Aim =
Can you rewrite everything from the line containing "Objective: one point per instance of the rocky" down to the end of the items, putting "rock face" in place of "rocky cliff" and changing nothing else?

Provided material =
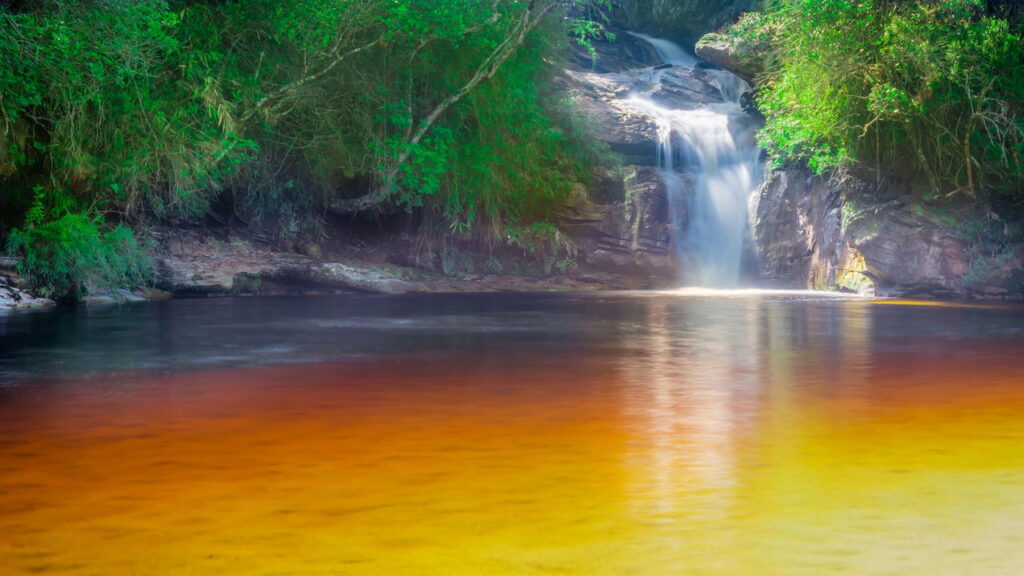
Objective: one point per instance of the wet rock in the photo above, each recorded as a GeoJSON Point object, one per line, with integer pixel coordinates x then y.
{"type": "Point", "coordinates": [839, 233]}
{"type": "Point", "coordinates": [624, 53]}
{"type": "Point", "coordinates": [604, 100]}
{"type": "Point", "coordinates": [730, 53]}
{"type": "Point", "coordinates": [627, 243]}
{"type": "Point", "coordinates": [193, 263]}
{"type": "Point", "coordinates": [798, 232]}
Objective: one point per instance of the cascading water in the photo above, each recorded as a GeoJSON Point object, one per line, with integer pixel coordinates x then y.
{"type": "Point", "coordinates": [714, 147]}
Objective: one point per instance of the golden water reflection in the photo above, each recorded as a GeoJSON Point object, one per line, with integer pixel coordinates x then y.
{"type": "Point", "coordinates": [738, 439]}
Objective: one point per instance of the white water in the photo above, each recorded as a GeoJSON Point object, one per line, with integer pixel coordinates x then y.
{"type": "Point", "coordinates": [716, 150]}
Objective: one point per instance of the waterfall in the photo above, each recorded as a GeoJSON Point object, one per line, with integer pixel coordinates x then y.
{"type": "Point", "coordinates": [714, 147]}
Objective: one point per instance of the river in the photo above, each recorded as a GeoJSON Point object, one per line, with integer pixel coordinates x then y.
{"type": "Point", "coordinates": [643, 434]}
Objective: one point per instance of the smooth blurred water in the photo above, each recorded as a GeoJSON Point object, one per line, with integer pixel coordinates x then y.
{"type": "Point", "coordinates": [717, 151]}
{"type": "Point", "coordinates": [636, 433]}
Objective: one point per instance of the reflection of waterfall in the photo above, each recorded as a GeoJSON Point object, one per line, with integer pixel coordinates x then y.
{"type": "Point", "coordinates": [715, 147]}
{"type": "Point", "coordinates": [690, 386]}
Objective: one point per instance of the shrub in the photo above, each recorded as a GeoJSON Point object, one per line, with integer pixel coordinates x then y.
{"type": "Point", "coordinates": [62, 248]}
{"type": "Point", "coordinates": [931, 90]}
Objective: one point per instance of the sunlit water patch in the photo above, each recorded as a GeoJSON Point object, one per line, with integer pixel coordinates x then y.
{"type": "Point", "coordinates": [602, 434]}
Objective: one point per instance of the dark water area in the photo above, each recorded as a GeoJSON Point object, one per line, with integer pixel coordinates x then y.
{"type": "Point", "coordinates": [673, 433]}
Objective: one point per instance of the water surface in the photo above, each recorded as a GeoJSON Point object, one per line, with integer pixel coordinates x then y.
{"type": "Point", "coordinates": [509, 435]}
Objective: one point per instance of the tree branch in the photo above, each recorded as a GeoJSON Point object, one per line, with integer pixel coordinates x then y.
{"type": "Point", "coordinates": [530, 17]}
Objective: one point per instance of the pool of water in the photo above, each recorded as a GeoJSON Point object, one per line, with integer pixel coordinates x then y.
{"type": "Point", "coordinates": [612, 434]}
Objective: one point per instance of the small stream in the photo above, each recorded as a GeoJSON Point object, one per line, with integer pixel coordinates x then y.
{"type": "Point", "coordinates": [714, 148]}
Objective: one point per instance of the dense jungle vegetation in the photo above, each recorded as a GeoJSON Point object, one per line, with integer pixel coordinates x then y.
{"type": "Point", "coordinates": [274, 113]}
{"type": "Point", "coordinates": [929, 90]}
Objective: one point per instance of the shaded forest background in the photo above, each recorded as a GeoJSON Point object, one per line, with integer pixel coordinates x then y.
{"type": "Point", "coordinates": [276, 116]}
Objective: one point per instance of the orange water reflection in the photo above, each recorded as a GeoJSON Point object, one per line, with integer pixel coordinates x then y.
{"type": "Point", "coordinates": [726, 450]}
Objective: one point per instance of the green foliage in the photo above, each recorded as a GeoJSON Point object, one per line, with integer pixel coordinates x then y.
{"type": "Point", "coordinates": [61, 248]}
{"type": "Point", "coordinates": [544, 241]}
{"type": "Point", "coordinates": [172, 108]}
{"type": "Point", "coordinates": [931, 90]}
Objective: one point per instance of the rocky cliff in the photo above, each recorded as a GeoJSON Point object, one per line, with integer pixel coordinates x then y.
{"type": "Point", "coordinates": [838, 232]}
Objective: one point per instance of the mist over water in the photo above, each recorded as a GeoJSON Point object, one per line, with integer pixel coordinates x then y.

Written solution =
Objective: one point per instance of the rock face in the photo above, each recorded as a GeoJSON Point object, one per line, with integer pixel coordinates x then y.
{"type": "Point", "coordinates": [838, 232]}
Objective: one point per instance of the mist over water in the photo above, each recorded as a GeoJSON Point object, one per line, with integer pixel coordinates x then y.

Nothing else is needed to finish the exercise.